# [STATED EXERCISE]
How many lines in the items below contain the string "floor"? Matching is case-sensitive. Reply with the number alone.

━━━

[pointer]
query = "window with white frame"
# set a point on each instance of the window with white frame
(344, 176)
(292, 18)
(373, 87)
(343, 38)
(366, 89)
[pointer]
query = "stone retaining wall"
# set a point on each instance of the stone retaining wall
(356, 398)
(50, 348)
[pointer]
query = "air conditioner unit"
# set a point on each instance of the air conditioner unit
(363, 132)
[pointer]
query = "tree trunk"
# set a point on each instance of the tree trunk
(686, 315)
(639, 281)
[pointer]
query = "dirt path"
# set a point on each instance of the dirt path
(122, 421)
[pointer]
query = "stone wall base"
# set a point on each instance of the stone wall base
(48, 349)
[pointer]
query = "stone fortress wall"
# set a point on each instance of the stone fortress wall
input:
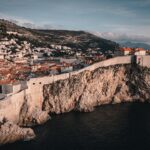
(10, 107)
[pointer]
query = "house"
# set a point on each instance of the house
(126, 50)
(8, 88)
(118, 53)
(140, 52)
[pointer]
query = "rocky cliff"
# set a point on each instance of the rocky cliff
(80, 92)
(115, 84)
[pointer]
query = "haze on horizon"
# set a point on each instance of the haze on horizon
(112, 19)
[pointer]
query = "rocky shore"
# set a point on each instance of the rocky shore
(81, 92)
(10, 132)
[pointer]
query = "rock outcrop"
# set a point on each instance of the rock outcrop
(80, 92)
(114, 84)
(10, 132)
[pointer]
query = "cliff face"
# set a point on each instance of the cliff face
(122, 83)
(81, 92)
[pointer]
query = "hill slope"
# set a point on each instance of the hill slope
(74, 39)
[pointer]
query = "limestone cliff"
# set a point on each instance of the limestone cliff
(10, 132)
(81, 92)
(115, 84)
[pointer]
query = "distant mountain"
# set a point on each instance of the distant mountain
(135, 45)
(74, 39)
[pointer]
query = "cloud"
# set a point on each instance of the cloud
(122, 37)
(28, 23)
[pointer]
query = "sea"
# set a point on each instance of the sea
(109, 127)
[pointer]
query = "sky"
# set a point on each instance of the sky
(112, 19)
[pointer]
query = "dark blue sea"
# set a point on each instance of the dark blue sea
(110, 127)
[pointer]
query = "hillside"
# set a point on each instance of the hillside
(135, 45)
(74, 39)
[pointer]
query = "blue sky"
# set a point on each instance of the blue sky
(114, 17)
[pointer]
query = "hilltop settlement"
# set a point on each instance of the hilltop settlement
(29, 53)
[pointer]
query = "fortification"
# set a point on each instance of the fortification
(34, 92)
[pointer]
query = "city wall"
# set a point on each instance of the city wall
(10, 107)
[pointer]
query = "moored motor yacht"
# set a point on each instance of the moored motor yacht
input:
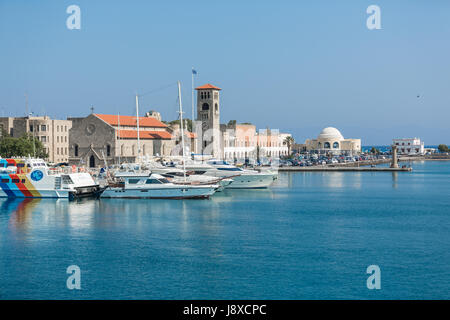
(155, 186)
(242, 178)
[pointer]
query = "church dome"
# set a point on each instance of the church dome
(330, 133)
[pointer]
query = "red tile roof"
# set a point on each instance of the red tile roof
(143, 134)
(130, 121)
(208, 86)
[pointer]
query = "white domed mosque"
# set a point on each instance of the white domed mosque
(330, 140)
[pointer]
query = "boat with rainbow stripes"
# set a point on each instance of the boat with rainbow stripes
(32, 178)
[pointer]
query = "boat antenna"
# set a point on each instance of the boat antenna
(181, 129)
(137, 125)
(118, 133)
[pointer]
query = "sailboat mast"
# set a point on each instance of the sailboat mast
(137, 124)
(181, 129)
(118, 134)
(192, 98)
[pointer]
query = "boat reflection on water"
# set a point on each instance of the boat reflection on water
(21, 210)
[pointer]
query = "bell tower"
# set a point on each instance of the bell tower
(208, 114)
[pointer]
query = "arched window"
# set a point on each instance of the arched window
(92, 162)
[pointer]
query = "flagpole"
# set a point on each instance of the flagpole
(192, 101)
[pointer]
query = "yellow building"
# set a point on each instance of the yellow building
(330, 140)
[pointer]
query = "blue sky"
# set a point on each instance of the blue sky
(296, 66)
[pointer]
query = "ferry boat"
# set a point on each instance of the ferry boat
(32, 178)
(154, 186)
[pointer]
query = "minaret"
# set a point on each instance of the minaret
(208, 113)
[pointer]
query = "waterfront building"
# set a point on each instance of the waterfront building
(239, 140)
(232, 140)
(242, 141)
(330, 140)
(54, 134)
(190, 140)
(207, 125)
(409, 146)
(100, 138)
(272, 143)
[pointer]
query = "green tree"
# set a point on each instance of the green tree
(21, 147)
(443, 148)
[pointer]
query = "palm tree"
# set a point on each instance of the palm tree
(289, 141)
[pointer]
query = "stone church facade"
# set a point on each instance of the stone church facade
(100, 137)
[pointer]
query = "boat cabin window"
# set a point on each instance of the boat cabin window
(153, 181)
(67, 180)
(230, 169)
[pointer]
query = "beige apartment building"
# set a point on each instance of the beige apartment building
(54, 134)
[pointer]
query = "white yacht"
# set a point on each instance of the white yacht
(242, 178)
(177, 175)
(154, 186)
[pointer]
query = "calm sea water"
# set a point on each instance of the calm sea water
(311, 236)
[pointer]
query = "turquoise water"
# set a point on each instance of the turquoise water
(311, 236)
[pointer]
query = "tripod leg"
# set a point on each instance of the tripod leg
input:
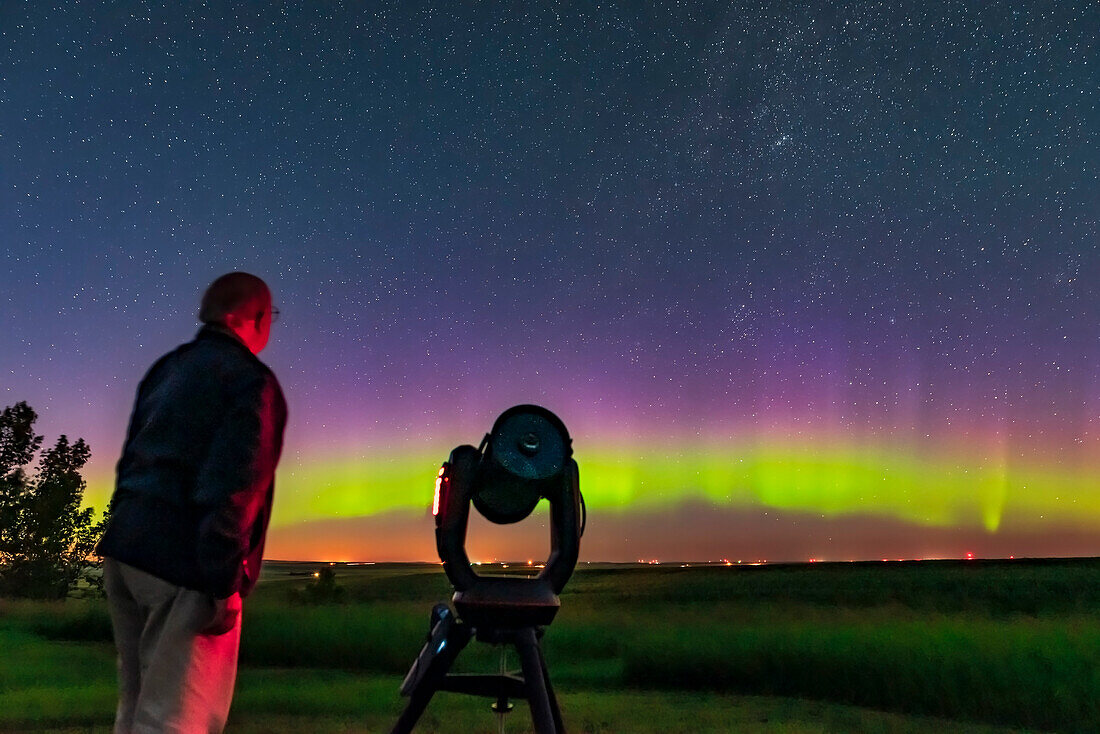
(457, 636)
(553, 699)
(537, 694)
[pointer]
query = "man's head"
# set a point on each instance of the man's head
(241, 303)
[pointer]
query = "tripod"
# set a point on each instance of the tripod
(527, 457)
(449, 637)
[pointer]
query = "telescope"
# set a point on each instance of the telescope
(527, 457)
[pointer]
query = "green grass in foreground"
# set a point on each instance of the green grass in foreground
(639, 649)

━━━

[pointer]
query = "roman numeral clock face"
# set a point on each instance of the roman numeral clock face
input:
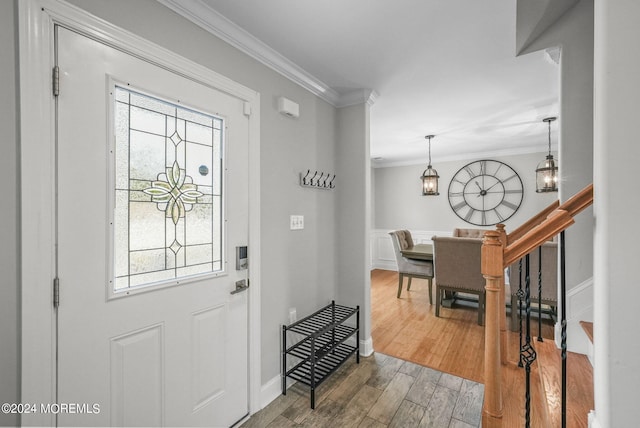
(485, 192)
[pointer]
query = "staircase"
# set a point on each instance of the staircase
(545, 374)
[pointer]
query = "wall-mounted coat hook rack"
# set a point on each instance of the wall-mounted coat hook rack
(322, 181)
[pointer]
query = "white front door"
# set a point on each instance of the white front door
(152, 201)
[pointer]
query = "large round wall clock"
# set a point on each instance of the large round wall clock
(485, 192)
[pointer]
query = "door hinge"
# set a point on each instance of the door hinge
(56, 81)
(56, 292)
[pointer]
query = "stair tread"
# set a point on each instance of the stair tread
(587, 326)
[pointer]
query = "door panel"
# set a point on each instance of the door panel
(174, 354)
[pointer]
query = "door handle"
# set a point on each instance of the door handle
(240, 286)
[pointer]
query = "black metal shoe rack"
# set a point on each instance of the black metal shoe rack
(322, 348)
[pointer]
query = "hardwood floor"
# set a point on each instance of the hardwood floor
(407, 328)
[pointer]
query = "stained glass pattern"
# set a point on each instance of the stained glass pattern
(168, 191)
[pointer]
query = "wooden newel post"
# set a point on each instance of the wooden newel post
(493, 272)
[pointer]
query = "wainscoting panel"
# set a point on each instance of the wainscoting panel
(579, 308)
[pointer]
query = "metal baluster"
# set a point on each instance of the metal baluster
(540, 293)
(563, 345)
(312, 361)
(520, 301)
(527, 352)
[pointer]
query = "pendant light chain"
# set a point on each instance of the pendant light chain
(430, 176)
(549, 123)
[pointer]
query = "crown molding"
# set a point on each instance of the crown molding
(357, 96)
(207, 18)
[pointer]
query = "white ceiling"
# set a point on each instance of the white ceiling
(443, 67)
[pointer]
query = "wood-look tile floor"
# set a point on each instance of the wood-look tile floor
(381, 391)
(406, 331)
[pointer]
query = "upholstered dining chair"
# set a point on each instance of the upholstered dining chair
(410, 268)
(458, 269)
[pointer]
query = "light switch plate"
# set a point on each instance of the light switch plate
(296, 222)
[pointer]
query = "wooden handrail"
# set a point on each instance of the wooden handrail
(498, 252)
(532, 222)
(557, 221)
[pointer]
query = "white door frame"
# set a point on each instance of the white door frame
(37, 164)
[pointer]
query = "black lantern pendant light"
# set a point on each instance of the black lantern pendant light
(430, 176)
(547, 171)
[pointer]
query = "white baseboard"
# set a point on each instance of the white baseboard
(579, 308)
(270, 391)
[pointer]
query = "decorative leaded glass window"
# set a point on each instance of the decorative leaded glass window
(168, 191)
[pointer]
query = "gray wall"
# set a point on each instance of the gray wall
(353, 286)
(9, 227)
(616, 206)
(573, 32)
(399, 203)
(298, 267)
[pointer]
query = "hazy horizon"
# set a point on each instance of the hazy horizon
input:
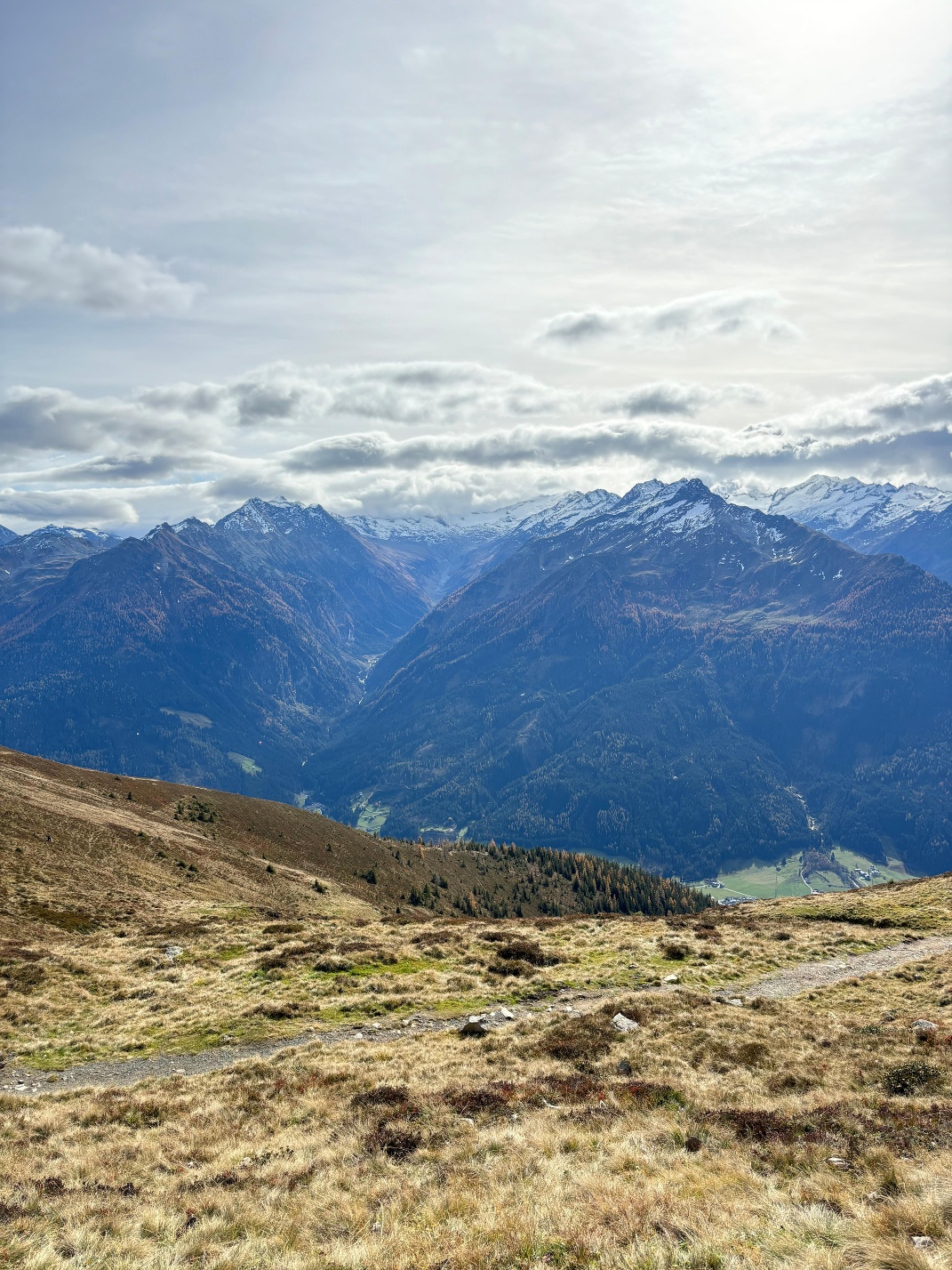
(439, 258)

━━━

# [FINISHED ANSWER]
4